• [REQUIRED WORK]: Copy the rows below word for word, from the line with "Tag each instance of the letter" to the line with "<point>483,430</point>", including both of those lines.

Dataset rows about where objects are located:

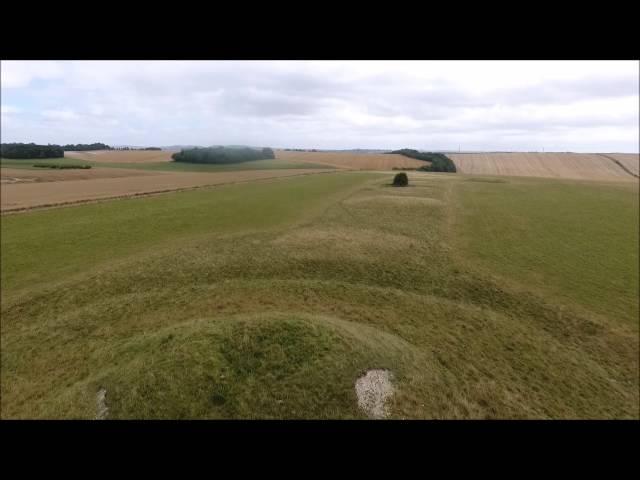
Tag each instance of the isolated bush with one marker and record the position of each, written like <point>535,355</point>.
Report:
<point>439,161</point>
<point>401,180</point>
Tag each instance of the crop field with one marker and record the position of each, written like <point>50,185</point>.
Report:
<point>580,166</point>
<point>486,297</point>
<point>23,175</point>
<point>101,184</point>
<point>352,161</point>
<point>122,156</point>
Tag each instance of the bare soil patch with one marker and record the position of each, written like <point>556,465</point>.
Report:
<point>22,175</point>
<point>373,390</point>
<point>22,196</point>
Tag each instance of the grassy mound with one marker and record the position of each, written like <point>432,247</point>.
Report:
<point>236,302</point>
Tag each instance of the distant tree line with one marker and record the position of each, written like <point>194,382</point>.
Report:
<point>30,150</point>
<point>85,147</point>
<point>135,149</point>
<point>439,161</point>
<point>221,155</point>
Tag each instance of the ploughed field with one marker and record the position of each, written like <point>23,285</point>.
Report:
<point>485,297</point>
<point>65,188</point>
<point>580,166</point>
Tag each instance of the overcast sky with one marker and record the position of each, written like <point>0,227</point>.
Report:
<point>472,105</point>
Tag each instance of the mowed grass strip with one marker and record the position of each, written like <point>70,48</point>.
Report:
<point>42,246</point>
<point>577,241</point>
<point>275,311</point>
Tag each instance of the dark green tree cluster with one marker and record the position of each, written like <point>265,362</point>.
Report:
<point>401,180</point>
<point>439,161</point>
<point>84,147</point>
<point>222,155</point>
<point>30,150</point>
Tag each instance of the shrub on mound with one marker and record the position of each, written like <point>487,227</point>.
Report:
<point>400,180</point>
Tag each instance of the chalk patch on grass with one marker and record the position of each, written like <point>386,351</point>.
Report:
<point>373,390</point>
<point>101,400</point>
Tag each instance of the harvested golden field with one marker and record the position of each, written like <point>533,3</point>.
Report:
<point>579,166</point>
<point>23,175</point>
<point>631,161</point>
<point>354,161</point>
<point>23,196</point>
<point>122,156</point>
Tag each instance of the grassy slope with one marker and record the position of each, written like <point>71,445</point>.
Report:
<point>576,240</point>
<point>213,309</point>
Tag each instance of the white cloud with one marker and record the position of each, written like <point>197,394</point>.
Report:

...

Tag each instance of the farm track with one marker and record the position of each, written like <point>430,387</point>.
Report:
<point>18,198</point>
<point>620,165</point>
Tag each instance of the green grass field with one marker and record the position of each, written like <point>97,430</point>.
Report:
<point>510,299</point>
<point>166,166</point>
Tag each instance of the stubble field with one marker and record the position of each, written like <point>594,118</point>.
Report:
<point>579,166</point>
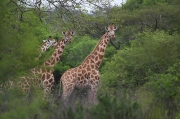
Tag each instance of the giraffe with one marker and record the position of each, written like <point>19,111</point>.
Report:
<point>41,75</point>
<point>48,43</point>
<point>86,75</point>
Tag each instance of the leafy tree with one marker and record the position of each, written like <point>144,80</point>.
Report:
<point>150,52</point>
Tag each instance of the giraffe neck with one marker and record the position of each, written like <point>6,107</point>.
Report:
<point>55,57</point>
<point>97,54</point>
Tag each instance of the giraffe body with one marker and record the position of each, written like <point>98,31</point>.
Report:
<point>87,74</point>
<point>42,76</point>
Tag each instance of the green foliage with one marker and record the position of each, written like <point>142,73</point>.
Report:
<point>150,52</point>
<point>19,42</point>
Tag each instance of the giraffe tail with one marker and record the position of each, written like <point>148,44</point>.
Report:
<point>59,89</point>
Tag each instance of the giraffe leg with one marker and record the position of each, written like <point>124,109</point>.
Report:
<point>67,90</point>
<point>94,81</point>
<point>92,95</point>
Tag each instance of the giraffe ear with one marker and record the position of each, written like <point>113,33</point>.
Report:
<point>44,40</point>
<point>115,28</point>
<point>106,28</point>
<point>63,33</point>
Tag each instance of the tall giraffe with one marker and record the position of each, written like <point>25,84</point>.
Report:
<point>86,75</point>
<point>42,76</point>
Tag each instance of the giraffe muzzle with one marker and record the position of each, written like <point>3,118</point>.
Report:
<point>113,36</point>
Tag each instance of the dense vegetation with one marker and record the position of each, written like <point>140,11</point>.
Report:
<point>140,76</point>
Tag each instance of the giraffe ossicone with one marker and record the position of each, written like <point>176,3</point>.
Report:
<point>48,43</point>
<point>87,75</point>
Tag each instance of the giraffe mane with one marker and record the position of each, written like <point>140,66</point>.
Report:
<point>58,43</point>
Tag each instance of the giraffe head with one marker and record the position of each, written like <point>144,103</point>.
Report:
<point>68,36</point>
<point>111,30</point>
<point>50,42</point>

---

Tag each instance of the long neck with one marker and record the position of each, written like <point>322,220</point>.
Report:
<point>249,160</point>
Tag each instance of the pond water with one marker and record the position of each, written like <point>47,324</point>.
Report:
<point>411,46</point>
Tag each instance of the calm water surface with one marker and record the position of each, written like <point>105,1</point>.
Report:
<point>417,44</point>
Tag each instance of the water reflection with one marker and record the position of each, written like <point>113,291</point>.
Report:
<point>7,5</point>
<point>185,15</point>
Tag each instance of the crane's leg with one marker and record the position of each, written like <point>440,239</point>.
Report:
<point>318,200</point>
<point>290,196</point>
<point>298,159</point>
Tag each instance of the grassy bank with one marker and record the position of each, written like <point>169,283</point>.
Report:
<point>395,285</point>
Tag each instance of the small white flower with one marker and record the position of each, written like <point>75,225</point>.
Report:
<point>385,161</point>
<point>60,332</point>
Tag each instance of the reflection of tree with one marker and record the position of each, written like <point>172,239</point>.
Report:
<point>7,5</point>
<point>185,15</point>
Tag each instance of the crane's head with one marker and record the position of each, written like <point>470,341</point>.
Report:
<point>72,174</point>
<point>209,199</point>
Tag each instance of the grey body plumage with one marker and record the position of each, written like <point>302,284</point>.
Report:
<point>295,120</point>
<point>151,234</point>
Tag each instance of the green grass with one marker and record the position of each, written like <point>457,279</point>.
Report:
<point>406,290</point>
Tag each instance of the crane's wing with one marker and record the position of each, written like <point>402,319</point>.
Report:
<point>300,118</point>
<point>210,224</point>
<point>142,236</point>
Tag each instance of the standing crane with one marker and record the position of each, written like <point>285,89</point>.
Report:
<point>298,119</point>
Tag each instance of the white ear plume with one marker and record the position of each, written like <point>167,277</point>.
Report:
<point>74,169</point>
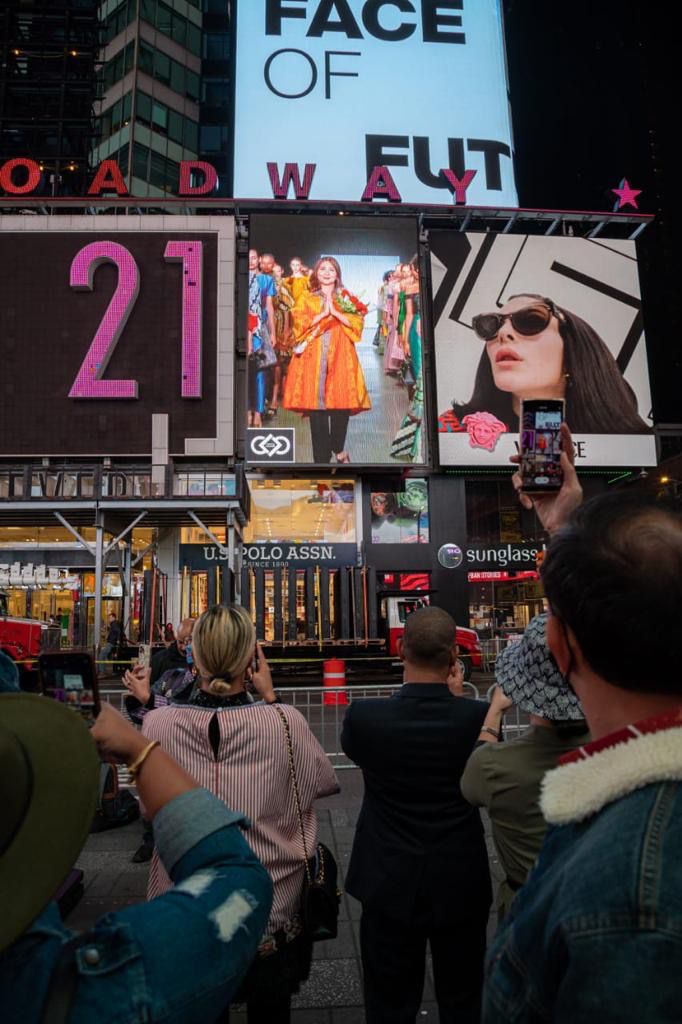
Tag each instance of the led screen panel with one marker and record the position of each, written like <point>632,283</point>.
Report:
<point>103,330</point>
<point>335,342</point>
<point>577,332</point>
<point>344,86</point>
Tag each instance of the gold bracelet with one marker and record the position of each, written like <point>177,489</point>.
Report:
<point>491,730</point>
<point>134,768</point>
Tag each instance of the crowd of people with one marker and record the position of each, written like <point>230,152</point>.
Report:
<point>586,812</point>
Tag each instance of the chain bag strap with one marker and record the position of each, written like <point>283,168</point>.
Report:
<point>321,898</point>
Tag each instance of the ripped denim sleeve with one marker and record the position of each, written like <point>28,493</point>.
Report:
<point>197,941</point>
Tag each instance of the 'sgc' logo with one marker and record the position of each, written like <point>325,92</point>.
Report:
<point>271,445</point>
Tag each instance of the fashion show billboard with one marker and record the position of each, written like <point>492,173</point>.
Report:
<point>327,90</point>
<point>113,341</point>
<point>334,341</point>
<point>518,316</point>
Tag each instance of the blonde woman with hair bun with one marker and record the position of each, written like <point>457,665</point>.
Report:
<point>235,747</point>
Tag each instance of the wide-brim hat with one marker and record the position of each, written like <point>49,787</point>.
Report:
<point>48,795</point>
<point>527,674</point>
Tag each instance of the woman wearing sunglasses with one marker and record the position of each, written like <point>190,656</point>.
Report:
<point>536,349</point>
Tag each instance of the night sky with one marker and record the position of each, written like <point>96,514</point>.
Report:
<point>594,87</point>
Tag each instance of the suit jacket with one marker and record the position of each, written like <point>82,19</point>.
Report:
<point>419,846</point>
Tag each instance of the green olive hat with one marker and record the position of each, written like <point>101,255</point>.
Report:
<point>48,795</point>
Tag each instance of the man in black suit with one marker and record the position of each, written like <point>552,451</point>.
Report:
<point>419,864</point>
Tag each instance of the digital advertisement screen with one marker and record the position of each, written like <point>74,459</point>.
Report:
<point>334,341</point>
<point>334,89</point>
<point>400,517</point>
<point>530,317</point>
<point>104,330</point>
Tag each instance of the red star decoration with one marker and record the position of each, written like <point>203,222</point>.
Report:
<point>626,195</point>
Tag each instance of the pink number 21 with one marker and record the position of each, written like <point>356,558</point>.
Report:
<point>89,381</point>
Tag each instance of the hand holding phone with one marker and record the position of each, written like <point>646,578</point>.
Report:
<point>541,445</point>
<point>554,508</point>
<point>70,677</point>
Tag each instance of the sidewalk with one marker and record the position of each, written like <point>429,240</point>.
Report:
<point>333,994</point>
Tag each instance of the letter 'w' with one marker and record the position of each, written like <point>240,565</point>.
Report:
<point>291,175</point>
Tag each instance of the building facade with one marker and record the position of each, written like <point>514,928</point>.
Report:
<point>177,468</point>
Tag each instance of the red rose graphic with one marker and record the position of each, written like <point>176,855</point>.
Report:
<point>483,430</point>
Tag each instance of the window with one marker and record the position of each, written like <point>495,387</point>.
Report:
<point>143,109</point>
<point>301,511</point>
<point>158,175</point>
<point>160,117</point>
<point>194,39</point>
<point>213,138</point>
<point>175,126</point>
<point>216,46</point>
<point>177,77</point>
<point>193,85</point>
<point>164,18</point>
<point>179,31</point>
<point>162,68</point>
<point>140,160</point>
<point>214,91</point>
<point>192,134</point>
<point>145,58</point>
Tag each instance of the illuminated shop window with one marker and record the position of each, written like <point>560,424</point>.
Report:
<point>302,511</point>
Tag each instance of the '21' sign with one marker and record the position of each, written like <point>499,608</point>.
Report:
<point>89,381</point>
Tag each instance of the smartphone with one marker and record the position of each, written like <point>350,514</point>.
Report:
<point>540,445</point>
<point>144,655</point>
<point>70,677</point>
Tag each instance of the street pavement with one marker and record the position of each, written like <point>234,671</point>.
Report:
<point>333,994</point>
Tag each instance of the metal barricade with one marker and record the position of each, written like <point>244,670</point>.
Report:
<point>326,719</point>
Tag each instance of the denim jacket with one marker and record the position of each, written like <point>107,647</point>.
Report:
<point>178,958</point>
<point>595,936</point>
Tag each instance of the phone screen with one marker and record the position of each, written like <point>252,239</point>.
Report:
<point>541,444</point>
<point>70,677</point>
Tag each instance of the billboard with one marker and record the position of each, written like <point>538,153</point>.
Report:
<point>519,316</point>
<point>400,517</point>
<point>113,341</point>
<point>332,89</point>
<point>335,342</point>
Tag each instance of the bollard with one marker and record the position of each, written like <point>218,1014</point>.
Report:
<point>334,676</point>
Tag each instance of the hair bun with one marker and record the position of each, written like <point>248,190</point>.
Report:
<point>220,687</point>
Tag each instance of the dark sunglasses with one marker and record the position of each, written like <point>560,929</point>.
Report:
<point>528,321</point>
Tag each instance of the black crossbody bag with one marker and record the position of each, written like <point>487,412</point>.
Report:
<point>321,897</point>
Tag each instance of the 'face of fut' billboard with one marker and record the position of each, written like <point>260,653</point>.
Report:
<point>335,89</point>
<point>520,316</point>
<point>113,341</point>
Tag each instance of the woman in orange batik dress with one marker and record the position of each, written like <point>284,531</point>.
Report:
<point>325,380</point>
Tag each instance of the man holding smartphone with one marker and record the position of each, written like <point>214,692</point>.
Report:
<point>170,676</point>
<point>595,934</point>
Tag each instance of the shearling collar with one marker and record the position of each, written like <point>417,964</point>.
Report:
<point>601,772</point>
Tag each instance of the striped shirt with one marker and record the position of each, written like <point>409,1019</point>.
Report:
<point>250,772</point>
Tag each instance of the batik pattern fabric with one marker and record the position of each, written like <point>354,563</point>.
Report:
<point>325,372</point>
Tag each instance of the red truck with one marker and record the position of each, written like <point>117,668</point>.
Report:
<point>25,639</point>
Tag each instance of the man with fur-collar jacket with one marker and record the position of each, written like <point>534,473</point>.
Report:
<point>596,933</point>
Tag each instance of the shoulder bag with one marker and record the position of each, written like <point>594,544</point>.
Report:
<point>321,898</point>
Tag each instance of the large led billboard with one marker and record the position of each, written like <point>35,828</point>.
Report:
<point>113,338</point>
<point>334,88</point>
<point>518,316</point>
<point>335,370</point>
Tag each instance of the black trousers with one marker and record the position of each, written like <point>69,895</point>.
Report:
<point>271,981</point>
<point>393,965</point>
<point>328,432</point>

• [EXERCISE RESULT]:
Tag each instance of the letter 'w' with one marker and record the position of each, written like <point>240,565</point>.
Report:
<point>291,175</point>
Tag each instance of the building facade with one marker and record the position of each, written like <point>514,928</point>.
Report:
<point>177,468</point>
Tag each instance of the red rose graphic with one marker and record the position of each, written like <point>176,855</point>.
Report:
<point>483,430</point>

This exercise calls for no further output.